__WORK INSTRUCTIONS__. Give the material again in full, matching it exactly.

____ DATASET ROWS

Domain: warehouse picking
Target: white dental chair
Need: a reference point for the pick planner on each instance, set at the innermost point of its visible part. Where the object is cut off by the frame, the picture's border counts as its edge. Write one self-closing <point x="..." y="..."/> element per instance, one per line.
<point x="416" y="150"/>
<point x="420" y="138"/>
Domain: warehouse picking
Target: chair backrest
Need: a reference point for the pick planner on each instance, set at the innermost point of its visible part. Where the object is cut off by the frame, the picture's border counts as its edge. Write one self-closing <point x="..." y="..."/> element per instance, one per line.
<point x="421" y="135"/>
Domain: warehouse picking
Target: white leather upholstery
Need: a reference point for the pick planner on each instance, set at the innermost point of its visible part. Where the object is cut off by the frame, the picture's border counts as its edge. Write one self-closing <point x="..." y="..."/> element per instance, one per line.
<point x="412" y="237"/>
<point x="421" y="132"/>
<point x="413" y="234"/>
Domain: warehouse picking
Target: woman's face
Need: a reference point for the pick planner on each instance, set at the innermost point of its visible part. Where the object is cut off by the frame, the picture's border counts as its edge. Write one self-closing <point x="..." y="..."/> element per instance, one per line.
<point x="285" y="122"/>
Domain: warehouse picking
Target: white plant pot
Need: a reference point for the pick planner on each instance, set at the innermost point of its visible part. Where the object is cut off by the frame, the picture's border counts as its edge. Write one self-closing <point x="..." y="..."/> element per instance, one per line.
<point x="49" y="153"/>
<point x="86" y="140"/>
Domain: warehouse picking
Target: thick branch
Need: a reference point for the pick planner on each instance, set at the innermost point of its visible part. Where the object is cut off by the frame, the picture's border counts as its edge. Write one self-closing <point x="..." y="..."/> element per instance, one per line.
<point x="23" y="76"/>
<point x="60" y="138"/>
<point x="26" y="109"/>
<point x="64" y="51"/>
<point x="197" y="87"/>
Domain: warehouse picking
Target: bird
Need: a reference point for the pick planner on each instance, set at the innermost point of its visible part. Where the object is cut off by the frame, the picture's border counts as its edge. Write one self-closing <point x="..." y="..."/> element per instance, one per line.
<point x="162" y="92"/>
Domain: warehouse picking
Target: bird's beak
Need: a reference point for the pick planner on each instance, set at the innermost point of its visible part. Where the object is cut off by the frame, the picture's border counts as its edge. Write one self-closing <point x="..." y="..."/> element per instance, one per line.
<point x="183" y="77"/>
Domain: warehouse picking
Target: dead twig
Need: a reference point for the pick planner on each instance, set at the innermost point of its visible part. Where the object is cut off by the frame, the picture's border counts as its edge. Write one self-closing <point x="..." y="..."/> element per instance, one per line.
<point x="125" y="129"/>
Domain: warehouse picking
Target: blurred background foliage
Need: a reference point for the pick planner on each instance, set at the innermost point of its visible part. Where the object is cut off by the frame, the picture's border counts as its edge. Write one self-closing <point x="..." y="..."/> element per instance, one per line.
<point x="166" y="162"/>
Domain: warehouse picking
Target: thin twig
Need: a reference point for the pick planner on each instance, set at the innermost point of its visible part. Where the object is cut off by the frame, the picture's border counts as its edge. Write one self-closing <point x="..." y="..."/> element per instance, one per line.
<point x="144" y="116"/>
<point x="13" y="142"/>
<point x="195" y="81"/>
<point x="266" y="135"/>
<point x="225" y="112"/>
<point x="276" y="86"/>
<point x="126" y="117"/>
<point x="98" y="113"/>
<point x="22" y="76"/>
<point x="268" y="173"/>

________

__EXERCISE ANSWER__.
Domain: warehouse picking
Target: white dental chair
Need: a reference point for the pick planner on each instance, set at the innermost point of its visible part. Where the object is cut off by the frame, the picture's border counts as its edge. Write one self-closing <point x="..." y="..."/> element per instance, one per line.
<point x="416" y="150"/>
<point x="420" y="138"/>
Domain: warehouse picking
Target: chair backrest
Need: a reference point for the pick planner on each instance, set at the innermost point of its visible part. Where the object is cut off by the frame, the picture's border counts as its edge. Write one self-closing <point x="..." y="..."/> element per instance, one per line.
<point x="421" y="135"/>
Domain: warehouse picking
Target: white leather upholstery
Need: a reference point for the pick planner on each instance, set at the innermost point of its visible part. Where the object is cut off by the frame, the picture's border counts as its edge. Write one self-closing <point x="..." y="..."/> element per instance, one per line.
<point x="412" y="237"/>
<point x="421" y="132"/>
<point x="413" y="234"/>
Domain: warehouse picking
Target: woman's face
Need: a reference point for the pick planner on each instance, set at the innermost point of its visible part. Where the object is cut off by the frame, the picture's border counts as its edge. Write one self-closing <point x="..." y="..."/> element per instance, one per line.
<point x="285" y="122"/>
Domain: warehouse picking
Target: white plant pot
Need: a reference point for the pick planner on each instance, set at the innermost point of its visible part. Where the object is cut off by the frame, the picture's border counts as its edge. Write one self-closing <point x="..." y="..."/> element per instance, one per line.
<point x="49" y="153"/>
<point x="86" y="140"/>
Domain: warehouse picking
Target: thick branch
Need: a reference point for the pick planner on each instance, set at the innermost point of its visible part. Where the object is cut off by the frame, the picture's border counts as its edge. Write one self-closing <point x="..." y="..."/> element per instance, one per line.
<point x="23" y="76"/>
<point x="60" y="138"/>
<point x="26" y="109"/>
<point x="64" y="51"/>
<point x="197" y="87"/>
Domain: warehouse picking
Target: bird
Need: a reference point for the pick planner on each instance, set at the innermost point of its visible part. Where the object is cut off by the frame, the picture's border counts as its edge. Write one self-closing <point x="..." y="..."/> element per instance, one per line.
<point x="162" y="92"/>
Domain: warehouse picking
Target: bird's beak
Need: a reference point for the pick planner on each instance, set at the innermost point of its visible part. Where the object is cut off by the frame, the picture's border counts as its edge. Write one self-closing <point x="..." y="..."/> element per instance, one per line.
<point x="183" y="77"/>
Domain: warehouse picking
Target: dead twig
Need: a reference point for the pick planner on each instance, set at the innermost point of its visible part. Where the object is cut off by the frame, the picture's border counts as its edge. Write one self-closing <point x="..." y="..."/> element per instance, one per line.
<point x="125" y="129"/>
Domain: warehouse picking
Target: blurred background foliage
Need: a reference point for the pick planner on each instance, set at the innermost point of its visible part. Where the object is cut off by the frame, the picture's border counts as its edge. Write one self-closing <point x="..." y="..."/> element per instance, one per line.
<point x="166" y="162"/>
Domain: warehouse picking
Target: thin twig
Need: a reference point for the pick planner on each instance, set at the innermost point of its visible part. Where the object is cut off by the frame, the picture's border counts as its edge. Write one self-closing <point x="..." y="..."/> element per instance, one per line.
<point x="144" y="116"/>
<point x="13" y="142"/>
<point x="195" y="81"/>
<point x="266" y="135"/>
<point x="225" y="112"/>
<point x="276" y="86"/>
<point x="126" y="117"/>
<point x="98" y="113"/>
<point x="22" y="76"/>
<point x="268" y="173"/>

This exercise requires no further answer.